====== DATA EXTRACTS

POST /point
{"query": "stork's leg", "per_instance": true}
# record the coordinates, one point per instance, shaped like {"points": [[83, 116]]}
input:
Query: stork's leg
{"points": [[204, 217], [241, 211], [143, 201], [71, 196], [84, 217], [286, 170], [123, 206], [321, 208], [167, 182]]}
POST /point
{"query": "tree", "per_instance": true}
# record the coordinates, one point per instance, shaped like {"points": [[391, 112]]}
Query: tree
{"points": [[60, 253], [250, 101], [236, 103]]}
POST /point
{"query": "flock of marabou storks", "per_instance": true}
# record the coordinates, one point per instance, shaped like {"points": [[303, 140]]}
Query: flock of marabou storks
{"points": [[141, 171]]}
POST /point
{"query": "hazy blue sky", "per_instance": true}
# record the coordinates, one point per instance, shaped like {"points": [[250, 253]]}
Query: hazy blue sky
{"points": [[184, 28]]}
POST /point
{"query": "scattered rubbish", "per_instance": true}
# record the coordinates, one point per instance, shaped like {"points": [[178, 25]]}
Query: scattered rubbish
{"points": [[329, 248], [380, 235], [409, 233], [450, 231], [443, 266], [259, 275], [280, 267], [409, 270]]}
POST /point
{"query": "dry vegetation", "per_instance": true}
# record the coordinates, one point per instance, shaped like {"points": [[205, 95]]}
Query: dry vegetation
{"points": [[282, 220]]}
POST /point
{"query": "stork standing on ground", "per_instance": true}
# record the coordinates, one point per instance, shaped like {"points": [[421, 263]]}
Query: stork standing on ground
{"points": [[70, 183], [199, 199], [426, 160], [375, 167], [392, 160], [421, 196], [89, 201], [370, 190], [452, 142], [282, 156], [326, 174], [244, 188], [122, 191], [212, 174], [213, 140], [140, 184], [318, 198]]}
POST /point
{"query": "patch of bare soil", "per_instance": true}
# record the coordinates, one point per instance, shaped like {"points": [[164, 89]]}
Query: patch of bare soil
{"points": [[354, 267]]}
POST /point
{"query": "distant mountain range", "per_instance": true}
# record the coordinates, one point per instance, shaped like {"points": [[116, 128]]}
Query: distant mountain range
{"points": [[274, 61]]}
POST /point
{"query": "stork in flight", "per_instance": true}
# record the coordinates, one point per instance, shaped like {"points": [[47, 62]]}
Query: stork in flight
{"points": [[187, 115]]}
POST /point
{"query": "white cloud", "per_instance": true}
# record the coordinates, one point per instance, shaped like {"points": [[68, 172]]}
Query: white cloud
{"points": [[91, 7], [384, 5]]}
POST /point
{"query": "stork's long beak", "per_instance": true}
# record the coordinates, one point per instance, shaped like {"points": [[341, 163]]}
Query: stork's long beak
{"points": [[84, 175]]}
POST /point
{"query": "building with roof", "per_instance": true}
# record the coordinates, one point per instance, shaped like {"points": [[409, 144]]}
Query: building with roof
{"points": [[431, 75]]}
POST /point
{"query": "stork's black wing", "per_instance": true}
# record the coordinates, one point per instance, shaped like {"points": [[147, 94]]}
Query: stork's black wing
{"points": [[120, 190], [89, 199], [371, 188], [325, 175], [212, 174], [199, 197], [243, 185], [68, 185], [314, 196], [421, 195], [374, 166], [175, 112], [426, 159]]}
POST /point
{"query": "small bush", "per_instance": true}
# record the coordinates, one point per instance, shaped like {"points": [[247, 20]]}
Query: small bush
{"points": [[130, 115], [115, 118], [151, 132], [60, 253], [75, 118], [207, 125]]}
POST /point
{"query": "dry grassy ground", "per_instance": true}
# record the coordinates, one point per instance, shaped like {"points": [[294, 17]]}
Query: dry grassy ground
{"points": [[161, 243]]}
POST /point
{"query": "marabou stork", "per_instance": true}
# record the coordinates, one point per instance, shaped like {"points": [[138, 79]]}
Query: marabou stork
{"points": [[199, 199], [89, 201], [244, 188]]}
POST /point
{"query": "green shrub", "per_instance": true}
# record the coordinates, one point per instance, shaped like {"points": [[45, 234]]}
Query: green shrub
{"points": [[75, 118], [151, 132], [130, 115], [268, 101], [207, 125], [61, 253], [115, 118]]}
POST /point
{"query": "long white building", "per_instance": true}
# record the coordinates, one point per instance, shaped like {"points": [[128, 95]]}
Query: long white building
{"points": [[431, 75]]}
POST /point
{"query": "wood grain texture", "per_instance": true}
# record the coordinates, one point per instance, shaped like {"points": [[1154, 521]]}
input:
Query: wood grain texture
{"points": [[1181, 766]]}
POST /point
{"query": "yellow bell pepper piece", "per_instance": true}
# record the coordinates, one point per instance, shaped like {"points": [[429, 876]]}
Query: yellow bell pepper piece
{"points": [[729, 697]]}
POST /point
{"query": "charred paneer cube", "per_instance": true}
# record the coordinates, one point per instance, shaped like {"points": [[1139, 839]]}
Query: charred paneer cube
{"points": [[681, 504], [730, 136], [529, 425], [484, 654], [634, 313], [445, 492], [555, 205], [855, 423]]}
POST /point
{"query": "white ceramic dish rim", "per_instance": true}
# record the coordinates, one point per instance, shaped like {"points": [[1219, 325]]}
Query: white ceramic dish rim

============

_AIM OF THE EXERCISE_: For the string "dish", show each line of the entries above where it occurs.

_EXPECTED ANSWER_:
{"query": "white ceramic dish rim", "per_instance": true}
Query: white ceramic dish rim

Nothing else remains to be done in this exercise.